**Activity**.
Which of the lines in the records below hold the string "Target"? Copy every one of them.

(Data extract)

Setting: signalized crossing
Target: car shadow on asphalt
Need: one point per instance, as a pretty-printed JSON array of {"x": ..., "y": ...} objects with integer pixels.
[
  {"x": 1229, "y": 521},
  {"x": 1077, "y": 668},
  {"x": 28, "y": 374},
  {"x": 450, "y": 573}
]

(End Data extract)
(Data extract)

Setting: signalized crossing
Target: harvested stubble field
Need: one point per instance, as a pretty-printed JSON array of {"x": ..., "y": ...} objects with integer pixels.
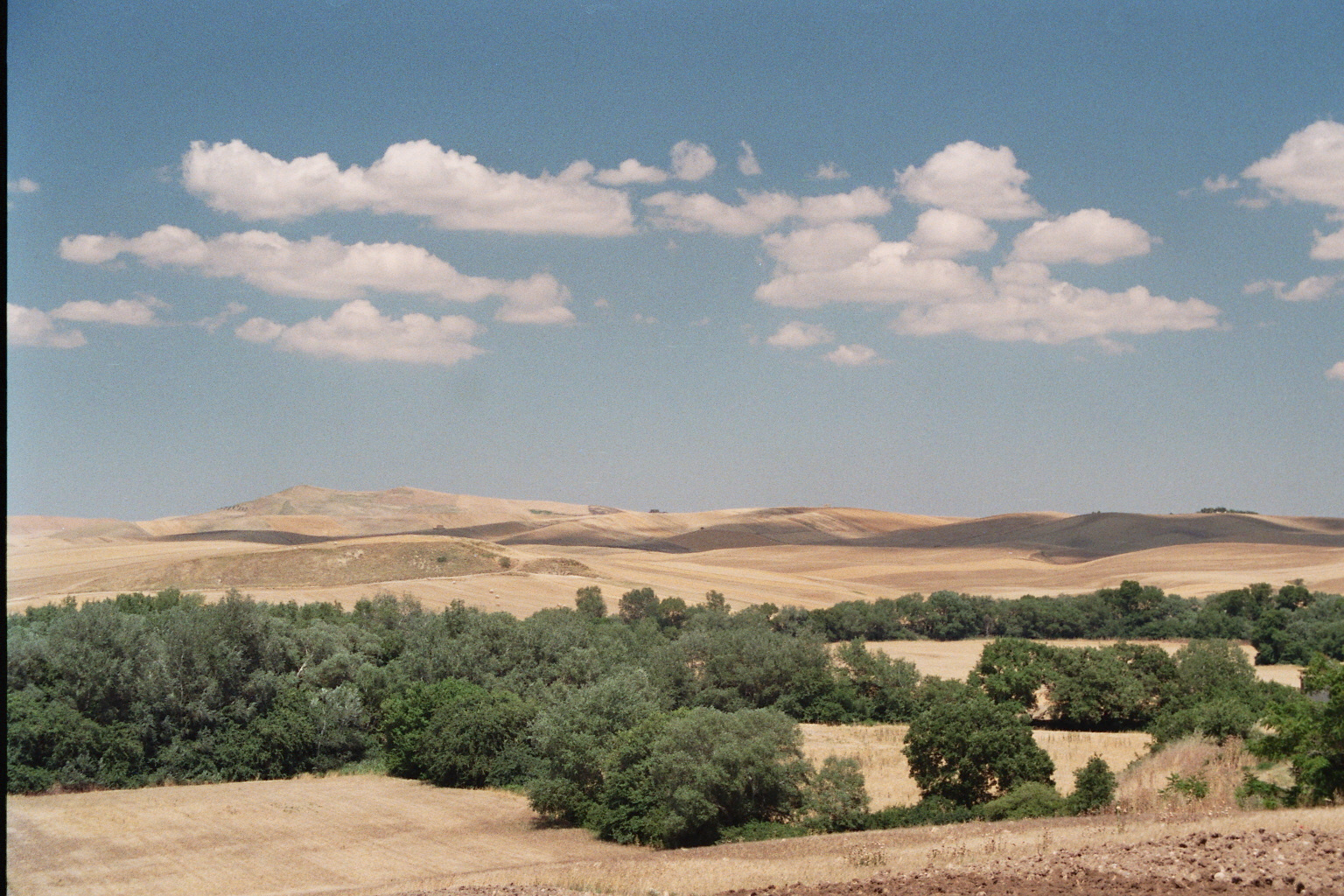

(End Data extract)
(Data extract)

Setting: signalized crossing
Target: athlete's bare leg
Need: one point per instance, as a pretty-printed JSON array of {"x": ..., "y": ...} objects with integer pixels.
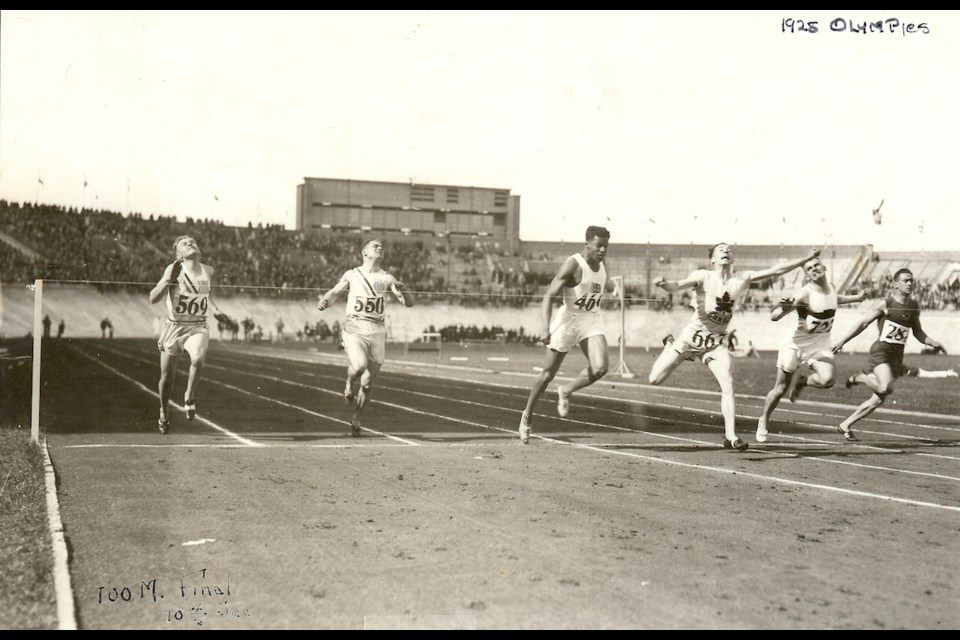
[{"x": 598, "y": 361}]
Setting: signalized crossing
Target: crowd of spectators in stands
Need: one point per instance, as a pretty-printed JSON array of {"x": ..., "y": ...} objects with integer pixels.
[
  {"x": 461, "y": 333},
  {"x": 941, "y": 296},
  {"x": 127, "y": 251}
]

(End Data extract)

**The completed task**.
Target: car shadow on asphalt
Target: harvested stubble field
Target: athlete's bare leg
Target: crowd of spectators in stands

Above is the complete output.